Stored records
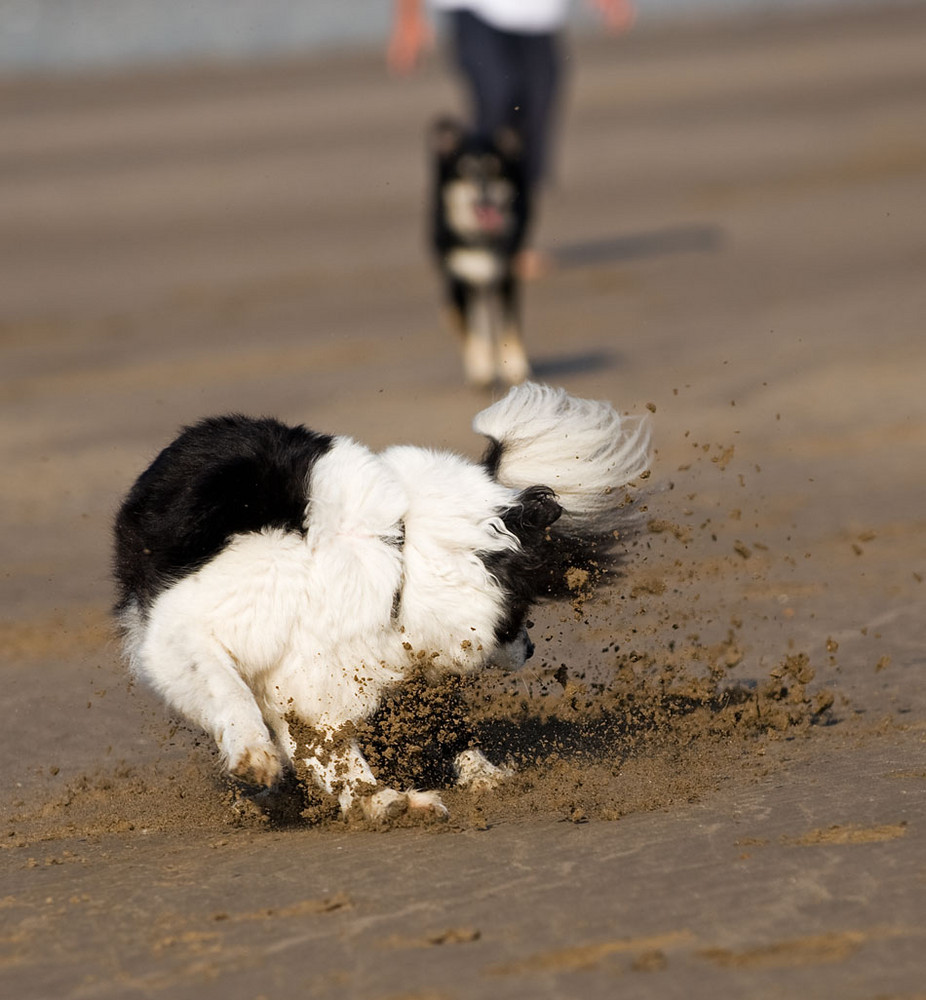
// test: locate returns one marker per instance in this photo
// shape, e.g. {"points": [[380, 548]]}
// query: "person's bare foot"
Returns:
{"points": [[532, 264]]}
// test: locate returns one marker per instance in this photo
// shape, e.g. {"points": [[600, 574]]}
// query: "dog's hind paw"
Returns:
{"points": [[388, 804], [477, 773], [257, 766]]}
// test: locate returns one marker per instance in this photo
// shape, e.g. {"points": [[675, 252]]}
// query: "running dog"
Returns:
{"points": [[480, 216], [268, 572]]}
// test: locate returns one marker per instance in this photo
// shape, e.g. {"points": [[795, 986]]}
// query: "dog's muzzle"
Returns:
{"points": [[513, 655]]}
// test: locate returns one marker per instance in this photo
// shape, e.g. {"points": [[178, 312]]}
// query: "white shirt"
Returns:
{"points": [[525, 16]]}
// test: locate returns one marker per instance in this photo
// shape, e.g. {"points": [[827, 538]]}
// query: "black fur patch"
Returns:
{"points": [[523, 573], [221, 477]]}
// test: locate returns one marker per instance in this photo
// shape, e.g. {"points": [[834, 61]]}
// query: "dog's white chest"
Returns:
{"points": [[474, 265]]}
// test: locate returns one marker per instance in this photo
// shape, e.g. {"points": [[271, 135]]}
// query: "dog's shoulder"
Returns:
{"points": [[221, 477]]}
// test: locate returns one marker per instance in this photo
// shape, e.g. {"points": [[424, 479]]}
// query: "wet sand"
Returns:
{"points": [[739, 223]]}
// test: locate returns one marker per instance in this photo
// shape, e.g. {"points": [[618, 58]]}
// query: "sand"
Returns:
{"points": [[720, 756]]}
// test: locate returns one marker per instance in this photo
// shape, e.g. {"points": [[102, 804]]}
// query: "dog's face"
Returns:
{"points": [[479, 182], [471, 561]]}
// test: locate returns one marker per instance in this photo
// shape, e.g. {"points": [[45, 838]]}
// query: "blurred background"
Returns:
{"points": [[55, 35], [208, 207]]}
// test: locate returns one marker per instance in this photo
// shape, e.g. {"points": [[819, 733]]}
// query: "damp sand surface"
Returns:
{"points": [[719, 756]]}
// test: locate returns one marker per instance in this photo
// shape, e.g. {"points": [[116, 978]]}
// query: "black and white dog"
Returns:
{"points": [[480, 216], [268, 572]]}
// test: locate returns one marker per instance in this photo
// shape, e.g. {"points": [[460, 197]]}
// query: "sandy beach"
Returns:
{"points": [[739, 229]]}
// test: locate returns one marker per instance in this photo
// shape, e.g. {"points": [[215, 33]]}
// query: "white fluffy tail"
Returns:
{"points": [[582, 449]]}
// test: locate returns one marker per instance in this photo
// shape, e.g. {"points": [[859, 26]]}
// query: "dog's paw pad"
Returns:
{"points": [[477, 773], [257, 766], [385, 805], [428, 803]]}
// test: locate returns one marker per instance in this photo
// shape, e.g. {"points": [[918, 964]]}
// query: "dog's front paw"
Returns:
{"points": [[477, 773], [257, 765], [388, 804]]}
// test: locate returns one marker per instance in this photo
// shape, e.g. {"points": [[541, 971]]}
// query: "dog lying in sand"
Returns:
{"points": [[268, 572]]}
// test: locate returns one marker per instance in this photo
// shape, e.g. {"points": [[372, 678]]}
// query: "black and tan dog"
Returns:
{"points": [[480, 216]]}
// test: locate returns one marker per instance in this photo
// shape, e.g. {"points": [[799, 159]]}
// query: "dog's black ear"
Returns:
{"points": [[535, 510], [446, 137]]}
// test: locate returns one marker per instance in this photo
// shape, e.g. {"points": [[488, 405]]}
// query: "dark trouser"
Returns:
{"points": [[513, 80]]}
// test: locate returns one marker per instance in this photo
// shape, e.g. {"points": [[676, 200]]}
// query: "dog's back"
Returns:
{"points": [[221, 477]]}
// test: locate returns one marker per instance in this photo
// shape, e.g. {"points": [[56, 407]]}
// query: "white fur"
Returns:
{"points": [[282, 624], [583, 449]]}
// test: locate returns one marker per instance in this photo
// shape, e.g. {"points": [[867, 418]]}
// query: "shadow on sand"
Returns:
{"points": [[634, 246], [638, 246]]}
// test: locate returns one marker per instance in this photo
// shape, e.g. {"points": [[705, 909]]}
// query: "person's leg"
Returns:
{"points": [[485, 57], [535, 60]]}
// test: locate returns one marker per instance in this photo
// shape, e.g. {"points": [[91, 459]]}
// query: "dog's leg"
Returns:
{"points": [[476, 772], [198, 678]]}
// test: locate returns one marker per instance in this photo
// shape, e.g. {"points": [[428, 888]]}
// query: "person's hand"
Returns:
{"points": [[618, 15], [411, 33]]}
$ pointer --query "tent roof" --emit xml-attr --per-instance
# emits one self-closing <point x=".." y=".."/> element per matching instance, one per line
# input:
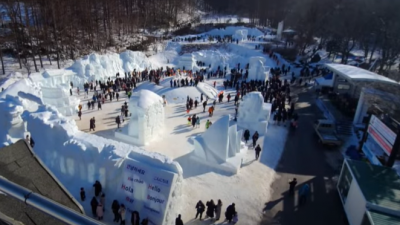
<point x="321" y="81"/>
<point x="358" y="74"/>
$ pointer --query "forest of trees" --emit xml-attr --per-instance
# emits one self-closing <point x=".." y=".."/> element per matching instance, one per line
<point x="342" y="25"/>
<point x="67" y="29"/>
<point x="60" y="29"/>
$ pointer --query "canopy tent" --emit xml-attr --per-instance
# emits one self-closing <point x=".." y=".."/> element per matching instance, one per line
<point x="358" y="74"/>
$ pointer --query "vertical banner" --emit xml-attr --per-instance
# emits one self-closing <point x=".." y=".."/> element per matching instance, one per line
<point x="279" y="30"/>
<point x="145" y="189"/>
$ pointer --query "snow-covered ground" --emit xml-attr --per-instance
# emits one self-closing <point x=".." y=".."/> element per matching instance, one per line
<point x="248" y="189"/>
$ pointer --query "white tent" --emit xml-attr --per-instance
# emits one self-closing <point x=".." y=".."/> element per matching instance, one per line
<point x="321" y="81"/>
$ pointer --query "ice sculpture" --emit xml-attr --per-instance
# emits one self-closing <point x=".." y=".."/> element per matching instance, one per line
<point x="147" y="119"/>
<point x="220" y="146"/>
<point x="257" y="70"/>
<point x="187" y="61"/>
<point x="253" y="113"/>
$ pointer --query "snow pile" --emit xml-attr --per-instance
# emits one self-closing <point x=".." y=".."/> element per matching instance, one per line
<point x="219" y="146"/>
<point x="79" y="159"/>
<point x="239" y="32"/>
<point x="257" y="70"/>
<point x="61" y="99"/>
<point x="253" y="113"/>
<point x="22" y="88"/>
<point x="10" y="120"/>
<point x="147" y="119"/>
<point x="100" y="67"/>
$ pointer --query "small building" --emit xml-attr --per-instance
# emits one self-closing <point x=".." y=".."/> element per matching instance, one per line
<point x="370" y="194"/>
<point x="354" y="90"/>
<point x="351" y="79"/>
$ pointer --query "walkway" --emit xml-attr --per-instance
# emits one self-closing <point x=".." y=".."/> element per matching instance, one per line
<point x="306" y="160"/>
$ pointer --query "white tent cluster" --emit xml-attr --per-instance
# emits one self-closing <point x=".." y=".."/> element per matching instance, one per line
<point x="257" y="69"/>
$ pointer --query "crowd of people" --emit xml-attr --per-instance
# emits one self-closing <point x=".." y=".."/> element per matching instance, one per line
<point x="98" y="207"/>
<point x="214" y="210"/>
<point x="275" y="91"/>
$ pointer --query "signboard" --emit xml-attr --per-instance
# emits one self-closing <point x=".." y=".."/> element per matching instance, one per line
<point x="381" y="134"/>
<point x="146" y="190"/>
<point x="279" y="30"/>
<point x="383" y="130"/>
<point x="371" y="149"/>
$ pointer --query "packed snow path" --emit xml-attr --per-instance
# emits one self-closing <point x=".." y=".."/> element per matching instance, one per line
<point x="249" y="189"/>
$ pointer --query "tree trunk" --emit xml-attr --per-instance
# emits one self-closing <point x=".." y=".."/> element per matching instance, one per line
<point x="48" y="57"/>
<point x="34" y="62"/>
<point x="19" y="61"/>
<point x="2" y="62"/>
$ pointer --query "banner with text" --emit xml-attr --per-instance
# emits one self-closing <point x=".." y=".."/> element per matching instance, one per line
<point x="145" y="189"/>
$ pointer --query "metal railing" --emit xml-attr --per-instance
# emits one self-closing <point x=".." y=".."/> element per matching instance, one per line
<point x="48" y="206"/>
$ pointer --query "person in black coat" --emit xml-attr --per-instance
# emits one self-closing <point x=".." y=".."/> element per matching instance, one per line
<point x="118" y="121"/>
<point x="258" y="150"/>
<point x="31" y="142"/>
<point x="210" y="208"/>
<point x="115" y="209"/>
<point x="200" y="209"/>
<point x="255" y="138"/>
<point x="94" y="203"/>
<point x="230" y="211"/>
<point x="97" y="188"/>
<point x="246" y="135"/>
<point x="178" y="220"/>
<point x="83" y="194"/>
<point x="145" y="222"/>
<point x="135" y="218"/>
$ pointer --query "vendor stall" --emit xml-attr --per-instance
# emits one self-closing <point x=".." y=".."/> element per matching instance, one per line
<point x="370" y="194"/>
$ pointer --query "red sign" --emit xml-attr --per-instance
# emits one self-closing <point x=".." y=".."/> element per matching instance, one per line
<point x="387" y="147"/>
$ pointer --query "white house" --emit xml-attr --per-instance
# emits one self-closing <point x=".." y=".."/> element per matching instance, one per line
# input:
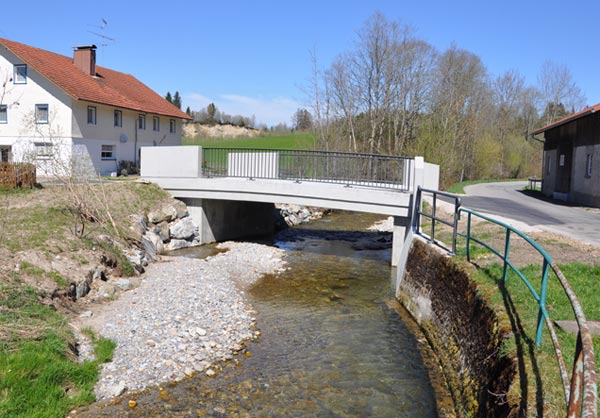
<point x="67" y="112"/>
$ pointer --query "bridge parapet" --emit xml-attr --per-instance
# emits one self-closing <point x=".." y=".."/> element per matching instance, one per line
<point x="349" y="169"/>
<point x="212" y="180"/>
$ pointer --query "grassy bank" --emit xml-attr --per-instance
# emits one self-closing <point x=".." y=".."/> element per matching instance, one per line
<point x="43" y="249"/>
<point x="538" y="389"/>
<point x="459" y="188"/>
<point x="296" y="140"/>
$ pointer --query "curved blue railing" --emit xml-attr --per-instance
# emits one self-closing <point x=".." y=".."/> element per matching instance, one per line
<point x="581" y="390"/>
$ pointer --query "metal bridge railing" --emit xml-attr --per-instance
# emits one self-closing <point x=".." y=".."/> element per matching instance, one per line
<point x="381" y="171"/>
<point x="580" y="389"/>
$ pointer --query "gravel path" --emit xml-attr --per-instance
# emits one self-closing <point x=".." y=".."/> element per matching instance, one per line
<point x="186" y="315"/>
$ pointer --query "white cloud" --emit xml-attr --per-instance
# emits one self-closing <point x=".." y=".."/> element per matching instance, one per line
<point x="266" y="110"/>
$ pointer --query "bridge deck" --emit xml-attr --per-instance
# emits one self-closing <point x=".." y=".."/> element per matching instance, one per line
<point x="335" y="196"/>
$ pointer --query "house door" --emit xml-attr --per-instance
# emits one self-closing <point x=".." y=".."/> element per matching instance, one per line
<point x="5" y="153"/>
<point x="563" y="172"/>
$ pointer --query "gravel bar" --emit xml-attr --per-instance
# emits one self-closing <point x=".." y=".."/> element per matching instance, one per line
<point x="186" y="315"/>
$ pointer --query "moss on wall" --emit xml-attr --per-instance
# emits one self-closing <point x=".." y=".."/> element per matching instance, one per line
<point x="462" y="330"/>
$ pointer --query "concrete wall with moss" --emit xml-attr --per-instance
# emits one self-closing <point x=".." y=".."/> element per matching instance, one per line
<point x="462" y="330"/>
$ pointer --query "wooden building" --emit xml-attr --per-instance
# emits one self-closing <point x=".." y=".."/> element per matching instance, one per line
<point x="571" y="162"/>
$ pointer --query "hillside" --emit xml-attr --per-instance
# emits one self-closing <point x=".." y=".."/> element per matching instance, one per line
<point x="196" y="130"/>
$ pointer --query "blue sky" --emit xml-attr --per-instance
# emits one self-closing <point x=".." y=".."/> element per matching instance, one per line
<point x="254" y="57"/>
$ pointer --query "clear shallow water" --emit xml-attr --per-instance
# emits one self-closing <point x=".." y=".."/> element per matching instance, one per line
<point x="329" y="345"/>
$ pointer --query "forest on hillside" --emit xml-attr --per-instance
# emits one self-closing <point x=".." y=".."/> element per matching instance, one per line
<point x="394" y="93"/>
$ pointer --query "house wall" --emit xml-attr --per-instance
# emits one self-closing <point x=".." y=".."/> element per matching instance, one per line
<point x="583" y="135"/>
<point x="585" y="189"/>
<point x="126" y="139"/>
<point x="21" y="131"/>
<point x="550" y="164"/>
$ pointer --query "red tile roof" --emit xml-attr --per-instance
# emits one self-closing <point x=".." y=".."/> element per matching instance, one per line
<point x="109" y="87"/>
<point x="587" y="111"/>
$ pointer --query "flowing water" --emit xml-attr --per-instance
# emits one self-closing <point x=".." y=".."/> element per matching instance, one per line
<point x="330" y="346"/>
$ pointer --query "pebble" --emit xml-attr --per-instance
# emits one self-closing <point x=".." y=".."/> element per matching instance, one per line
<point x="162" y="328"/>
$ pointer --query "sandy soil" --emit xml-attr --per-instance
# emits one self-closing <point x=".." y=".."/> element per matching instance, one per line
<point x="191" y="130"/>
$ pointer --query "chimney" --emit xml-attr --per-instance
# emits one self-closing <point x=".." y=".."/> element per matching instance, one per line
<point x="84" y="58"/>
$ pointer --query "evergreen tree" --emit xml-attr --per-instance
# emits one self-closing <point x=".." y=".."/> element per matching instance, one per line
<point x="211" y="109"/>
<point x="177" y="100"/>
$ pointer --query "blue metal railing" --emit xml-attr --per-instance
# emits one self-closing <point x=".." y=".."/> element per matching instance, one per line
<point x="581" y="390"/>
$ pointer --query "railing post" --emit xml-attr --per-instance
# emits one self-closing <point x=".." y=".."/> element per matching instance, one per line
<point x="455" y="224"/>
<point x="419" y="173"/>
<point x="468" y="237"/>
<point x="542" y="303"/>
<point x="432" y="235"/>
<point x="506" y="255"/>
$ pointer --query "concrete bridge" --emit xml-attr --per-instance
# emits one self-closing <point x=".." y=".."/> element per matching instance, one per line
<point x="230" y="192"/>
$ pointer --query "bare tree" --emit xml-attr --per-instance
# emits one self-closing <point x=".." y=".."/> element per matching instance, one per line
<point x="557" y="87"/>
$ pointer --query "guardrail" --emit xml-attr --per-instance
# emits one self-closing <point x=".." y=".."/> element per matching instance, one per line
<point x="581" y="390"/>
<point x="381" y="171"/>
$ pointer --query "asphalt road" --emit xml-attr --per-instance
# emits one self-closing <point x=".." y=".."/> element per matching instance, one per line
<point x="508" y="200"/>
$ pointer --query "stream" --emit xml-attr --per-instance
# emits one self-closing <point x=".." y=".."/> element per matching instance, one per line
<point x="330" y="345"/>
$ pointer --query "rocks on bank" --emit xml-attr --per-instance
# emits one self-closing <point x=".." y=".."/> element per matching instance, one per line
<point x="186" y="315"/>
<point x="292" y="215"/>
<point x="166" y="229"/>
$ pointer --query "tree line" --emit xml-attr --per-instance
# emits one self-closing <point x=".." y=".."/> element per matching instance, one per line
<point x="394" y="93"/>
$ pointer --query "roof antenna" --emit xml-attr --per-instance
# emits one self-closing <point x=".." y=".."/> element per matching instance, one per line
<point x="106" y="40"/>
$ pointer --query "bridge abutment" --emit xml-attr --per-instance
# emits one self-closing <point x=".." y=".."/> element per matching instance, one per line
<point x="222" y="220"/>
<point x="400" y="231"/>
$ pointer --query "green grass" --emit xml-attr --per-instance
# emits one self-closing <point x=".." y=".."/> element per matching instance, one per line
<point x="296" y="140"/>
<point x="39" y="376"/>
<point x="459" y="188"/>
<point x="540" y="362"/>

Goal> Count how many lines of the listing above contain the word "black", and reply with only that number.

Reply> 5